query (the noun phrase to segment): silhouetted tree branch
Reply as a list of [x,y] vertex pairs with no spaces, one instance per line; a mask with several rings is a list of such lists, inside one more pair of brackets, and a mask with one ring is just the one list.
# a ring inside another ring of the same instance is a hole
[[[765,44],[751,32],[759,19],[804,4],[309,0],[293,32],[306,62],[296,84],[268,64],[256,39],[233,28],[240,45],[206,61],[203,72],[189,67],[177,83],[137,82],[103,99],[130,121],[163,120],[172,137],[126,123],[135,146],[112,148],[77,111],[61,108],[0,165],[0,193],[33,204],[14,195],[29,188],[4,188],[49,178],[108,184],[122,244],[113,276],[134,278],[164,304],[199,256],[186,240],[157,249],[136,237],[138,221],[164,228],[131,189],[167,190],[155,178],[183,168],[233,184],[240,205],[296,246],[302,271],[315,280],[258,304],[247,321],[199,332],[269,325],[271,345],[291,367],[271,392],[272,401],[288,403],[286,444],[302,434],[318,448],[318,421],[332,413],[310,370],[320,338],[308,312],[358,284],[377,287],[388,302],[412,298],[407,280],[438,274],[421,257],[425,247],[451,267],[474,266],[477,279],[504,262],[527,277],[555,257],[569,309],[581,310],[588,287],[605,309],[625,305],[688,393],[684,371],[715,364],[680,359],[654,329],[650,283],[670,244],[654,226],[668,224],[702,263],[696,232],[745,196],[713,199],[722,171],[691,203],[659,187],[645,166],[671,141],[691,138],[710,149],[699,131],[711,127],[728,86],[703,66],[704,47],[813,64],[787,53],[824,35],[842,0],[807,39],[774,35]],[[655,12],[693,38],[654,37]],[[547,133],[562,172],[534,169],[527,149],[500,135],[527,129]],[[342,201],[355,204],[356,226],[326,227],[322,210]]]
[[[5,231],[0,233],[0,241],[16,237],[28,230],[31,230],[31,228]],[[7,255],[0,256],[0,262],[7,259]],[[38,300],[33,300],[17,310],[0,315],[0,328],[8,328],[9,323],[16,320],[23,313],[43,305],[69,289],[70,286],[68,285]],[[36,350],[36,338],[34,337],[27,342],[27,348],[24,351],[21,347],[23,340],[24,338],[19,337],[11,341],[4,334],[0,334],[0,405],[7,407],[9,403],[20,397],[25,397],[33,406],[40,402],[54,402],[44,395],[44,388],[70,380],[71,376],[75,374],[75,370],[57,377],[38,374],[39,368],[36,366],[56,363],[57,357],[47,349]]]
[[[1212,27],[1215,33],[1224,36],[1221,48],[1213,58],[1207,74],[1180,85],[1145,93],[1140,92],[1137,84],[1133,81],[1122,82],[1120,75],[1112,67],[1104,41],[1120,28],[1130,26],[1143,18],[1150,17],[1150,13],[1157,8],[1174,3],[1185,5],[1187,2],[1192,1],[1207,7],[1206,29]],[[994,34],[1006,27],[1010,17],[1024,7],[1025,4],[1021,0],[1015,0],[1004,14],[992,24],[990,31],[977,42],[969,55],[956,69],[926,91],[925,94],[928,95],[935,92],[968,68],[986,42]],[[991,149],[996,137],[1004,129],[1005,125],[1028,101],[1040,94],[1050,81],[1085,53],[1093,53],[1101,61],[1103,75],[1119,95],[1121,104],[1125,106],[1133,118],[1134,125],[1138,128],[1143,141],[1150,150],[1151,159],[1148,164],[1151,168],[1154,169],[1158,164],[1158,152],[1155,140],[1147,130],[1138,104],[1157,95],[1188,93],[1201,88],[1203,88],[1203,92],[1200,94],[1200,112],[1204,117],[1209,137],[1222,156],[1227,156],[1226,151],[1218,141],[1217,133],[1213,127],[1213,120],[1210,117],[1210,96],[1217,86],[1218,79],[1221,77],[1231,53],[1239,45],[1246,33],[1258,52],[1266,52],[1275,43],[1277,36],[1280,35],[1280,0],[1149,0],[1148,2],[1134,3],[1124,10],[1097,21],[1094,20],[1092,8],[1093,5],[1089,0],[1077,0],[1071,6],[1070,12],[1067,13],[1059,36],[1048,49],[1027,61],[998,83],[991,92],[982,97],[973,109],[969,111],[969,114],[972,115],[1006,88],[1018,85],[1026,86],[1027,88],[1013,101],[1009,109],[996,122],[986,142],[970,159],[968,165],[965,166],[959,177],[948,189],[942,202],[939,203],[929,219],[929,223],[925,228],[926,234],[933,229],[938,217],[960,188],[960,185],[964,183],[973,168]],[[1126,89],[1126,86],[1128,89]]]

*-*-*

AIM OF THE EXERCISE: Would you write out the full set of records above without alteration?

ANSWER TO THE EXERCISE:
query (the noun phrase to segment): silhouetted tree branch
Reply as a list of [x,y] vertex pairs with no spaces, one instance per line; a mask with several rings is a list of such lists, inside one more pair of brackets, and a mask with one ring is just the one list.
# a ring inside another ring of the same instance is a hole
[[[765,44],[751,32],[759,19],[804,4],[309,0],[293,32],[306,62],[296,84],[268,64],[256,39],[233,28],[240,45],[206,61],[203,72],[189,67],[177,83],[137,82],[103,99],[130,121],[163,120],[172,137],[126,123],[135,146],[112,148],[77,111],[61,108],[0,165],[0,193],[33,204],[14,195],[29,188],[4,188],[49,178],[108,184],[122,244],[113,276],[134,278],[164,304],[199,256],[186,240],[157,249],[136,237],[138,221],[164,228],[131,189],[167,190],[155,178],[183,168],[233,184],[240,205],[296,246],[302,271],[315,280],[258,304],[247,321],[199,332],[269,325],[271,345],[291,367],[271,392],[272,401],[288,403],[286,444],[302,434],[318,448],[318,421],[332,413],[310,370],[320,338],[308,312],[358,284],[377,287],[388,302],[412,298],[407,280],[438,274],[421,257],[425,247],[451,267],[474,266],[477,279],[504,262],[527,277],[555,257],[569,309],[581,310],[588,287],[605,309],[625,305],[688,393],[684,371],[715,364],[680,359],[654,329],[650,283],[670,244],[654,226],[668,224],[702,263],[696,232],[745,196],[713,199],[722,171],[691,203],[659,187],[645,166],[671,141],[691,138],[710,149],[699,131],[711,127],[728,86],[703,66],[704,47],[813,64],[787,53],[824,35],[842,0],[807,39],[774,35]],[[655,12],[693,38],[654,37]],[[547,133],[562,172],[534,169],[527,149],[500,135],[527,129]],[[342,201],[355,204],[356,226],[326,227],[322,210]]]
[[[5,231],[0,233],[0,241],[16,237],[28,230],[31,230],[31,228]],[[7,255],[0,256],[0,262],[7,259]],[[38,300],[33,300],[17,310],[0,315],[0,328],[8,328],[9,323],[16,320],[23,313],[43,305],[69,289],[70,286],[68,285]],[[36,350],[36,338],[34,337],[27,342],[27,348],[24,351],[21,347],[23,340],[24,338],[19,337],[11,341],[4,334],[0,334],[0,405],[7,407],[9,403],[20,397],[25,397],[33,406],[40,402],[54,402],[44,395],[44,388],[70,380],[71,376],[75,374],[75,370],[57,377],[38,374],[39,368],[36,366],[56,363],[57,357],[47,349]]]
[[[1212,27],[1215,33],[1224,36],[1221,48],[1213,58],[1207,74],[1180,85],[1145,93],[1140,92],[1137,84],[1133,81],[1122,82],[1120,75],[1112,67],[1104,41],[1120,28],[1130,26],[1143,18],[1150,17],[1150,13],[1157,8],[1174,3],[1185,5],[1187,2],[1192,1],[1207,7],[1206,29]],[[994,34],[1006,27],[1010,17],[1024,7],[1025,4],[1021,0],[1015,0],[1004,14],[992,24],[990,31],[977,42],[969,55],[956,69],[926,91],[925,94],[928,95],[935,92],[968,68],[986,42]],[[991,149],[996,137],[1004,129],[1005,125],[1028,101],[1040,94],[1050,81],[1085,53],[1093,53],[1101,61],[1103,75],[1119,95],[1121,104],[1125,106],[1133,118],[1134,125],[1138,128],[1143,141],[1150,150],[1151,159],[1148,164],[1151,168],[1154,169],[1158,164],[1158,152],[1155,140],[1147,130],[1138,104],[1157,95],[1188,93],[1201,88],[1203,88],[1203,92],[1200,94],[1200,112],[1204,117],[1209,137],[1222,156],[1227,156],[1226,151],[1218,141],[1217,133],[1213,127],[1213,120],[1210,117],[1210,96],[1217,86],[1218,79],[1221,77],[1231,53],[1239,45],[1246,33],[1258,52],[1266,52],[1275,43],[1277,36],[1280,35],[1280,0],[1149,0],[1148,2],[1134,3],[1124,10],[1097,21],[1094,20],[1092,8],[1093,5],[1089,0],[1077,0],[1071,6],[1070,12],[1067,13],[1059,36],[1048,49],[1027,61],[998,83],[991,92],[982,97],[973,109],[969,111],[969,114],[972,115],[1006,88],[1018,85],[1026,86],[1027,88],[1013,101],[1009,109],[996,122],[986,142],[970,159],[968,165],[965,166],[959,177],[948,189],[942,202],[939,203],[929,219],[929,223],[925,228],[926,234],[933,229],[938,217],[960,188],[960,185],[964,183],[973,168]],[[1126,89],[1126,86],[1128,89]]]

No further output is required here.